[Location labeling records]
** START **
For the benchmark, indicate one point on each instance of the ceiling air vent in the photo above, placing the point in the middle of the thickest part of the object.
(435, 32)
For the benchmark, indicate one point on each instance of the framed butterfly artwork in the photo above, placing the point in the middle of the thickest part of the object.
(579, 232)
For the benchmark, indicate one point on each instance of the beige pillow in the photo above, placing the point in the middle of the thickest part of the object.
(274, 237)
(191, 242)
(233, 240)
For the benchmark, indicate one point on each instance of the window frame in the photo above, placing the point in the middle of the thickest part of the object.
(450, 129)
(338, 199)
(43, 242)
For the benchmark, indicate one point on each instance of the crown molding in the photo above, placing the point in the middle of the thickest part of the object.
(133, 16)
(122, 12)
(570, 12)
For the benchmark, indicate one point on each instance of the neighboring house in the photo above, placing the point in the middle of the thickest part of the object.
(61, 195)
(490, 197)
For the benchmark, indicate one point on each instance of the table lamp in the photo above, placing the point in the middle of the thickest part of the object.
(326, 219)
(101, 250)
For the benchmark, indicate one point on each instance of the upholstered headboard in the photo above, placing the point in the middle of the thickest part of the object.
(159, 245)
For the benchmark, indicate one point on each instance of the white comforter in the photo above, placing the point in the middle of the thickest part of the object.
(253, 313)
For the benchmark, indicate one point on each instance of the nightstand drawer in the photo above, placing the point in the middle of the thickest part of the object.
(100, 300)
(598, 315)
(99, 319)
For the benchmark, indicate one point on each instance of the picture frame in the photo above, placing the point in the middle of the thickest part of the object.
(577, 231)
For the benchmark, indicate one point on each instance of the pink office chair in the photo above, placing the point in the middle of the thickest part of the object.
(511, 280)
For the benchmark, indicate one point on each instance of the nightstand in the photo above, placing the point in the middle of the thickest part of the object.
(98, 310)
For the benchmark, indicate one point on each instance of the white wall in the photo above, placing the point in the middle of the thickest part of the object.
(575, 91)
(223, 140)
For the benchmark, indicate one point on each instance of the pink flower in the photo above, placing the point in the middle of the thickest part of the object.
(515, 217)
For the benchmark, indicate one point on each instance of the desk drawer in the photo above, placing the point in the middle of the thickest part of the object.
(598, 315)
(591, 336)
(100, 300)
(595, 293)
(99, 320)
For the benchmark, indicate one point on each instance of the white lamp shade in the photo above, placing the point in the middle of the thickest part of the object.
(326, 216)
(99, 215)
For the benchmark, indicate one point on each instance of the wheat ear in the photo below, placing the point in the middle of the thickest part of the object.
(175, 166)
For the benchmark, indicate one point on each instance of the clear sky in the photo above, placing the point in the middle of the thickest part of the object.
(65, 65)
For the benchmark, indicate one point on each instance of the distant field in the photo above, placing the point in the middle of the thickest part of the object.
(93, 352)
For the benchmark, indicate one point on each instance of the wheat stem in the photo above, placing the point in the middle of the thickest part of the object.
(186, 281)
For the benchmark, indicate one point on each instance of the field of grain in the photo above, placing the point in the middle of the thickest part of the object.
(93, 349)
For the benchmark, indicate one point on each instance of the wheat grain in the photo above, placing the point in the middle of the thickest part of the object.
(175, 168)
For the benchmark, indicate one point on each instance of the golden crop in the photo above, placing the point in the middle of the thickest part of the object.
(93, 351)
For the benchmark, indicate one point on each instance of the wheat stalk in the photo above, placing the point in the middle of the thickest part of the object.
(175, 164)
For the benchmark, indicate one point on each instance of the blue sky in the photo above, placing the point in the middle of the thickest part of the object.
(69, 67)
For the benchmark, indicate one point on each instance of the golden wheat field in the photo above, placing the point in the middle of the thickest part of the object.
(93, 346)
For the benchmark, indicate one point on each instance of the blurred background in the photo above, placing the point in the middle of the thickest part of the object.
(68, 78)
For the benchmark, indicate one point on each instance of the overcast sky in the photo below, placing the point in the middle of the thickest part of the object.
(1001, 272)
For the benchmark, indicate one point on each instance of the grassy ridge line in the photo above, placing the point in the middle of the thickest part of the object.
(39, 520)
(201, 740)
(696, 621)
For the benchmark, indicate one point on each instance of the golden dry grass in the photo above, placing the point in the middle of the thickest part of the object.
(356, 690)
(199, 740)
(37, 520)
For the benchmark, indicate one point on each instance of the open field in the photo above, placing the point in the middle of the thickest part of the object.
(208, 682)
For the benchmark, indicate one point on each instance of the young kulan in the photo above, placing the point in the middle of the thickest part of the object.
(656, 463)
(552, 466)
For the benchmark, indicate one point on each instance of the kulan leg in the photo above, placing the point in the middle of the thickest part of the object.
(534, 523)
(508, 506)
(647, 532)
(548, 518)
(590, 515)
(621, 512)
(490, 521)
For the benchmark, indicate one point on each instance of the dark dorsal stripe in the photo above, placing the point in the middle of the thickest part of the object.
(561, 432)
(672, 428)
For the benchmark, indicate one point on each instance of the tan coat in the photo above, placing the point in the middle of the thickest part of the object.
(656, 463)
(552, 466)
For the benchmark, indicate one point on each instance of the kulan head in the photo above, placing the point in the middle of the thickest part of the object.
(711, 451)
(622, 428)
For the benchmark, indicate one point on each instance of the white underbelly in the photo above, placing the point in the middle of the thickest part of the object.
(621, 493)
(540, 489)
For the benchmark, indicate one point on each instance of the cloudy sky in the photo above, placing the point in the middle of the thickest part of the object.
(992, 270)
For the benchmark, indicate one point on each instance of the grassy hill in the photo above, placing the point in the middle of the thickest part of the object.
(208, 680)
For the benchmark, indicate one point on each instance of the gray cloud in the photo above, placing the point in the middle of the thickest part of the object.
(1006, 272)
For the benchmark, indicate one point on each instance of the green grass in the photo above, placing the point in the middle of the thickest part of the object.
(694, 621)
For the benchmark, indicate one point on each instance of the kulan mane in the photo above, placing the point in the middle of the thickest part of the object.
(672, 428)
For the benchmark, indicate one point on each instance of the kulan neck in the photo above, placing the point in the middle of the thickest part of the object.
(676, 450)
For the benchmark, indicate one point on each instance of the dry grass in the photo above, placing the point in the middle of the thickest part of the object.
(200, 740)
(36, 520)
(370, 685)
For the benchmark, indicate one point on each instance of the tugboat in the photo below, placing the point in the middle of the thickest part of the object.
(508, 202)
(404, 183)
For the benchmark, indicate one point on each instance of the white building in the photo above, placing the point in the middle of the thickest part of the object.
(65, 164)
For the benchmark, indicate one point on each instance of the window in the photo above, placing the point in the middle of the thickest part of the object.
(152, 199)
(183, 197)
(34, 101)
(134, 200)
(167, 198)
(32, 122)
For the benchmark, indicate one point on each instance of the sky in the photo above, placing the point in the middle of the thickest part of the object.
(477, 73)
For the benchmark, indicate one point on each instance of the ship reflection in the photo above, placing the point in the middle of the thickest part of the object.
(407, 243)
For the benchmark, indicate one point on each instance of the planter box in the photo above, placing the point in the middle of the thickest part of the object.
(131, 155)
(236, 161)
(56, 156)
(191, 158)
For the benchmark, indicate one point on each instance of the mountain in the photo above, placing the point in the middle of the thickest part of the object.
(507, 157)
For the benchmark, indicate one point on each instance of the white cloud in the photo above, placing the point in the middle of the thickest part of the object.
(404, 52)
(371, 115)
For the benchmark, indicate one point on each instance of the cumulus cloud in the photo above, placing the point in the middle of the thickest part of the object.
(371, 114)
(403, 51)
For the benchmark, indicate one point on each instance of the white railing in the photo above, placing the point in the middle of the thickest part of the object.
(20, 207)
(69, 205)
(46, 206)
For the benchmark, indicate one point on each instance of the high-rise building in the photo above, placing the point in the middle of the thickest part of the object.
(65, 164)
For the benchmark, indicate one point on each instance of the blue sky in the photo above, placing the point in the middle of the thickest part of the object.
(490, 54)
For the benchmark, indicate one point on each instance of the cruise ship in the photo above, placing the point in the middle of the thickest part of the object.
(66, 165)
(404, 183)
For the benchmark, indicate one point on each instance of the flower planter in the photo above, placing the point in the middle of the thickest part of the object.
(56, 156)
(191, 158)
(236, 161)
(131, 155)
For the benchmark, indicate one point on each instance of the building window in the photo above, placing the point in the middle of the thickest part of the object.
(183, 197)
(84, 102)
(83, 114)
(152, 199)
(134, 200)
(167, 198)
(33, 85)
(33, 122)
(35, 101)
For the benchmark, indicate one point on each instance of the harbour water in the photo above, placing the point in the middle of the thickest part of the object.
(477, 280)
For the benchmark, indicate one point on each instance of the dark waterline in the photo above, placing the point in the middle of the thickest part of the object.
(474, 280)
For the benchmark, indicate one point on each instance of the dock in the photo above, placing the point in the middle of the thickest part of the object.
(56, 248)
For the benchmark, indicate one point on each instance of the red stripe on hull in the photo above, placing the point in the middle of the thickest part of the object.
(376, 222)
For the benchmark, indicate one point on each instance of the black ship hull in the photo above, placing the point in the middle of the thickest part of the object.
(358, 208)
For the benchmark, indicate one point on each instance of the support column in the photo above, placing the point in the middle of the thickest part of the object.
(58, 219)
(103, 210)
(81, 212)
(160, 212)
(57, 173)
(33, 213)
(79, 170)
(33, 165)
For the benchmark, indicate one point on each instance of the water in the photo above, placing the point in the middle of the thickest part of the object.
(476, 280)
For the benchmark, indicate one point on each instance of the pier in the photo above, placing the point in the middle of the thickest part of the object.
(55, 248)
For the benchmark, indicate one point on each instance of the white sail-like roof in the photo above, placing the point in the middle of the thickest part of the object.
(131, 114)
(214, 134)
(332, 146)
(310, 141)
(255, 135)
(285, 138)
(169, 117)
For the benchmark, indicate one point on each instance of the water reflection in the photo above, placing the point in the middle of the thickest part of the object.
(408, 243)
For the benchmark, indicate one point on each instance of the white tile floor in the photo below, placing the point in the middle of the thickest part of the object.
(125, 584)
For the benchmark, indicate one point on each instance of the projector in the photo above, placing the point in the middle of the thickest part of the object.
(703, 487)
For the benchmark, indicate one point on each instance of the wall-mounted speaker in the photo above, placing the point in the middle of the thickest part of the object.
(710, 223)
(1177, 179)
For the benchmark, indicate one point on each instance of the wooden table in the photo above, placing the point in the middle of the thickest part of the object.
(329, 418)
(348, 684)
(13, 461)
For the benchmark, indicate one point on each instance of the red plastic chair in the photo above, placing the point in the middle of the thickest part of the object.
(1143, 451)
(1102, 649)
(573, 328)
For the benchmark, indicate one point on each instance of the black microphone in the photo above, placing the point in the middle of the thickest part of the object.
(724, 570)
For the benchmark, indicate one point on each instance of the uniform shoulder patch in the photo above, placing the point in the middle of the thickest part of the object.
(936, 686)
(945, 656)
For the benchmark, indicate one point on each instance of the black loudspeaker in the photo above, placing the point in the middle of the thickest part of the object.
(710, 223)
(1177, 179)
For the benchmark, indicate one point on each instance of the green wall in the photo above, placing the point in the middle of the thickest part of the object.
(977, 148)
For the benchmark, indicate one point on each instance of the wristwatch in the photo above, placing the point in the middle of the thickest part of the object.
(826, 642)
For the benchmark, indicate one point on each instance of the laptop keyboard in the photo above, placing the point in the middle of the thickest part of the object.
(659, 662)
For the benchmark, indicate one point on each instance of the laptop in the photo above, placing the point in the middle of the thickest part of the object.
** END **
**TASK DETAILS:**
Repeat exactly the lines from the line containing "of the wristwatch" through the last line of the records above, including both, and nothing else.

**SOLUTION FOR THIS PROBLEM:**
For the benchmark, indicate one point on each instance of the wristwatch in the photo above, placing the point in the middle of the thickest part of the object.
(826, 642)
For the benchmark, indicate one point on each instance of the laptop keyboard in the photo above, placing the point in the middle of the thickest part of the object.
(659, 662)
For the benchmark, indicate one point on each instance of the laptop in the photo above, placing the point in the middle of the thickest part of the object.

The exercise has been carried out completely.